▸ **What this task involves**: Could you return every line of the records below that contains the word "small"?

▸ **Records provided**:
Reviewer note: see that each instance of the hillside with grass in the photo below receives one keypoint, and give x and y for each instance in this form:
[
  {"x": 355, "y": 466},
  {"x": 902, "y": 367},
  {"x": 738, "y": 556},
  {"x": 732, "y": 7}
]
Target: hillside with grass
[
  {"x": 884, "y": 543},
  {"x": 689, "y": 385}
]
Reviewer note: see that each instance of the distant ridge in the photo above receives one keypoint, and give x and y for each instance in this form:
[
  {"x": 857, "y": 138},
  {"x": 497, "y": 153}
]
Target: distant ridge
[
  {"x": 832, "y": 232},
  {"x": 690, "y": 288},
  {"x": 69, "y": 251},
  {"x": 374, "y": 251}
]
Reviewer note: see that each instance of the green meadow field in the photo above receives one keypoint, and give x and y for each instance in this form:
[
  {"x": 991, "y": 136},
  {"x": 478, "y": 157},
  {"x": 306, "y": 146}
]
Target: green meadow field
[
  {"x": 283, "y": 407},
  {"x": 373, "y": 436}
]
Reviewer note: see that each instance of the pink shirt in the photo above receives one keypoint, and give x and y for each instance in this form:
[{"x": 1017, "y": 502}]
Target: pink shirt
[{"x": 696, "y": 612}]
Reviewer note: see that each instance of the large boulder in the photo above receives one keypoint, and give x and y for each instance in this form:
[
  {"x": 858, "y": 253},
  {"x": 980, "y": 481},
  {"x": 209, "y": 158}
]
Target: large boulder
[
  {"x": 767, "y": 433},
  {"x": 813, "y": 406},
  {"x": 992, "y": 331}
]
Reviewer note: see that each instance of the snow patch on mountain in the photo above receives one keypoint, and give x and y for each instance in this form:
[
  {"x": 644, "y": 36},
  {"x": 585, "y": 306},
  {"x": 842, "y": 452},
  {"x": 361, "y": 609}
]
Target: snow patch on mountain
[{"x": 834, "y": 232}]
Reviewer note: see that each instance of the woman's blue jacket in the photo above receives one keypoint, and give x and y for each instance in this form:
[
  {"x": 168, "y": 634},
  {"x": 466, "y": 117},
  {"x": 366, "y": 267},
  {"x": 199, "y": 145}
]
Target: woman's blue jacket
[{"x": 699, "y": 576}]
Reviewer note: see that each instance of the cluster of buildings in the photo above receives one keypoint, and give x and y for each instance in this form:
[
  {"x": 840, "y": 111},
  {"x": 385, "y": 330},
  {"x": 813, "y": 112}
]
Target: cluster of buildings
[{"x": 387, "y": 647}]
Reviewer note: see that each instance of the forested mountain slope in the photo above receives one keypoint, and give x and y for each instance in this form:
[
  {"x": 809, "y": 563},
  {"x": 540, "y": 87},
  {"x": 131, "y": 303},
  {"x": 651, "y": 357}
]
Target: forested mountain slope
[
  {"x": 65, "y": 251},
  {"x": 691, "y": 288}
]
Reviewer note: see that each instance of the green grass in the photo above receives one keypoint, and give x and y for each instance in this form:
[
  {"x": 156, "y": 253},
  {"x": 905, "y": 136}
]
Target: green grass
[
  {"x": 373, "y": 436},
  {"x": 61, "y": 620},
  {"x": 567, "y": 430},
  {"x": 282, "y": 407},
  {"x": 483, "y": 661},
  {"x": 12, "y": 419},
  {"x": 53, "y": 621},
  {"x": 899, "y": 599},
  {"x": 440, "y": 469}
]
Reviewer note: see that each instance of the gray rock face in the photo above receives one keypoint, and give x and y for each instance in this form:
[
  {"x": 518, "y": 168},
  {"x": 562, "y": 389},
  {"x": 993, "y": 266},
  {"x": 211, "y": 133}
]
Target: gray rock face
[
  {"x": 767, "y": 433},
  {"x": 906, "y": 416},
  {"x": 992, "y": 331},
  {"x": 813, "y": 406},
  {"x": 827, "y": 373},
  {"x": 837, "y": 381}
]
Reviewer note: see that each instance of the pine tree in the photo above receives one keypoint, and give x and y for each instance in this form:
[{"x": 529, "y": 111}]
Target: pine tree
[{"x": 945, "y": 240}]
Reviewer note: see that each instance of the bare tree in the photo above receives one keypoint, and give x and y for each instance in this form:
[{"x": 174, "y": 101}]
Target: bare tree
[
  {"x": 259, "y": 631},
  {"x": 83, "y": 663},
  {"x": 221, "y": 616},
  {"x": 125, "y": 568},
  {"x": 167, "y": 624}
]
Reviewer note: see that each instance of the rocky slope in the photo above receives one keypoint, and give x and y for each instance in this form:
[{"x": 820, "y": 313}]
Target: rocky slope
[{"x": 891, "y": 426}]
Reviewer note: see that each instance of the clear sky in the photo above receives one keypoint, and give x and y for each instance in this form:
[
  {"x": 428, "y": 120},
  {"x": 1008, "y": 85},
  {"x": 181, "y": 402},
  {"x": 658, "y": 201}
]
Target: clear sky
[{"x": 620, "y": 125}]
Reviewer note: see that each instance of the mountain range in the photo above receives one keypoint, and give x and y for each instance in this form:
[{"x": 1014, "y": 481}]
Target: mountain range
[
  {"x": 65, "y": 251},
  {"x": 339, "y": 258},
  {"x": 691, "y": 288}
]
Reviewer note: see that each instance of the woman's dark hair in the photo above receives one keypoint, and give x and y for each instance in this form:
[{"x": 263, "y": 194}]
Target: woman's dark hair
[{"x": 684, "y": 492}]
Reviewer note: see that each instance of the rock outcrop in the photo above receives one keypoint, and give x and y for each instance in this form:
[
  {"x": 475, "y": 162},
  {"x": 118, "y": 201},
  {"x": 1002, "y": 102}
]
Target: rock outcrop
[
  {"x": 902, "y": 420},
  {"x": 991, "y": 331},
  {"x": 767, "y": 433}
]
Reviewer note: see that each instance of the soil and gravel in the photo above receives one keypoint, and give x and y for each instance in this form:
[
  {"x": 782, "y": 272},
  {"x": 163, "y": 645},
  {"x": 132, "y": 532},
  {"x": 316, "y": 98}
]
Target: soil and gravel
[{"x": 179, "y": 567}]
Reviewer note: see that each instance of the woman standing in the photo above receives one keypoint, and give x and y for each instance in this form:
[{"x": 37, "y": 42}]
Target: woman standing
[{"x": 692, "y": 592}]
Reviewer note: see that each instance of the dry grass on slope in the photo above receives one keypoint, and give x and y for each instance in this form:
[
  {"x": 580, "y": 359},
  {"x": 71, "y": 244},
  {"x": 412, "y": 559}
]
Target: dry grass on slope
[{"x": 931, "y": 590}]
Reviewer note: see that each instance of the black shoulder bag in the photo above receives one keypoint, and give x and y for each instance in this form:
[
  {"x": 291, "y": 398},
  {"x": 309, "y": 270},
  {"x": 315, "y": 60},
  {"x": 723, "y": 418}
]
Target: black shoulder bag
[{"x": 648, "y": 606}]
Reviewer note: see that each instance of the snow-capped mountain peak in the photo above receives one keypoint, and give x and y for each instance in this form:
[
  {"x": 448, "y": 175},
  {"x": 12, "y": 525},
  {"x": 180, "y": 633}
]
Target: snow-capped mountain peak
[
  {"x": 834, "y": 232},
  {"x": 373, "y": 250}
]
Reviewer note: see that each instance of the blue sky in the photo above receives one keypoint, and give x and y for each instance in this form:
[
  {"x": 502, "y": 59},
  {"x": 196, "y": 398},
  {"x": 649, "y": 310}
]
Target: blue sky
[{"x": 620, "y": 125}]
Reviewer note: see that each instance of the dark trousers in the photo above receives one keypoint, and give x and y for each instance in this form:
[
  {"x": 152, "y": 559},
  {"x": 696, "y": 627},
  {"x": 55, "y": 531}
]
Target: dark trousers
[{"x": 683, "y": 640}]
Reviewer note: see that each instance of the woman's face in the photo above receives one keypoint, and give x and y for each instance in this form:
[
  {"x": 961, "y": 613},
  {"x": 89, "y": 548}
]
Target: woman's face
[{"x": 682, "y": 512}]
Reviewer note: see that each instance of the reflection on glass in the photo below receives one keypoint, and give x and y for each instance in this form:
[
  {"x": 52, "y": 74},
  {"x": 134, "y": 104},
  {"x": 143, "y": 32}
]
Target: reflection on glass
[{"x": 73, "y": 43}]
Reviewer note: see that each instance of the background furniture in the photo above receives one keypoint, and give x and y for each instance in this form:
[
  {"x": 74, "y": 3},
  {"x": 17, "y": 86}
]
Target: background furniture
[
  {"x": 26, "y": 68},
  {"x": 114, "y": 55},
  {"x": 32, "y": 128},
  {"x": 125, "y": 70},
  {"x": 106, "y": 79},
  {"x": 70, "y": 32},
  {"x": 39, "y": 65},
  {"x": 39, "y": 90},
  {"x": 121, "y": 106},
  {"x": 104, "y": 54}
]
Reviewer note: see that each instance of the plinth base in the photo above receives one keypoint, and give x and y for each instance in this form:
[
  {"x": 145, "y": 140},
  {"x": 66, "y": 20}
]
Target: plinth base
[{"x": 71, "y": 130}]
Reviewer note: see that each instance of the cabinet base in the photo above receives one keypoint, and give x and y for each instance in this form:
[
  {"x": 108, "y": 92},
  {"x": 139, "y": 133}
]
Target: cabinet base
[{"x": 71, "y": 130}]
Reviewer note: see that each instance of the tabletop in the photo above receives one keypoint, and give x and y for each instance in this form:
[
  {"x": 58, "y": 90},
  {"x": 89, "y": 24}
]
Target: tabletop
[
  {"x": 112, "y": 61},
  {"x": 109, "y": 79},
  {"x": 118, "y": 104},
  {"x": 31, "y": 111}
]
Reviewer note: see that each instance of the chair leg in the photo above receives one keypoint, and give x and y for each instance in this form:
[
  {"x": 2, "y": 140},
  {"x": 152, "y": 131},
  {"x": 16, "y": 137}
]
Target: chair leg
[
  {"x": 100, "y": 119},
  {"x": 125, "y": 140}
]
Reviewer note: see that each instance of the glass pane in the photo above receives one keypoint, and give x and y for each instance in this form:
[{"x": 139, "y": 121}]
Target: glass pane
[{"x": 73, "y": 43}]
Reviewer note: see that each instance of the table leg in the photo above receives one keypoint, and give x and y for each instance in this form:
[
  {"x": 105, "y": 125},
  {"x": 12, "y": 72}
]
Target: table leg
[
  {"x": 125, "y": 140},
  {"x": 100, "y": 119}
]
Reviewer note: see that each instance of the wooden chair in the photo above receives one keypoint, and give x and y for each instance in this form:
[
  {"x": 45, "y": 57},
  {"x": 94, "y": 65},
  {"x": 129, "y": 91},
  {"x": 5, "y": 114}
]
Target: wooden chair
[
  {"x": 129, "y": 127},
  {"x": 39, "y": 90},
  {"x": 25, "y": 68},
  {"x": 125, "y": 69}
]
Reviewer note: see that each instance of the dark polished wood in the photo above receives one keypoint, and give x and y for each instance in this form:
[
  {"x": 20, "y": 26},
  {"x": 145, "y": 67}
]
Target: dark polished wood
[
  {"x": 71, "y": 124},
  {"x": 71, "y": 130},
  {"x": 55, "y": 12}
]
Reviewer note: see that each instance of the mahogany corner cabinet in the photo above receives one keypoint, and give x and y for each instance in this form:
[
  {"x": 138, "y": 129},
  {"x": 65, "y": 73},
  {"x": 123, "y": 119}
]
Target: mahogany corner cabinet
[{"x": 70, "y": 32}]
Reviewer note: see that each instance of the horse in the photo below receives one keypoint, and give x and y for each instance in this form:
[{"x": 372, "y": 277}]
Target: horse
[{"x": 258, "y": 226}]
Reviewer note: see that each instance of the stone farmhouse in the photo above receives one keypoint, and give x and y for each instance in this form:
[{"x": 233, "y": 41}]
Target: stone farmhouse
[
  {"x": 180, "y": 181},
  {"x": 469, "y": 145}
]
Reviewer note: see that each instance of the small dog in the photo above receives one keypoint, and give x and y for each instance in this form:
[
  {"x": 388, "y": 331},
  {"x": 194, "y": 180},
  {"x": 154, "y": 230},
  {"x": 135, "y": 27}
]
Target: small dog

▸ **Response to the exercise**:
Reviewer note: see that each instance of the small dog in the photo above receives one keypoint, and give x and y for each instance in this form:
Target: small dog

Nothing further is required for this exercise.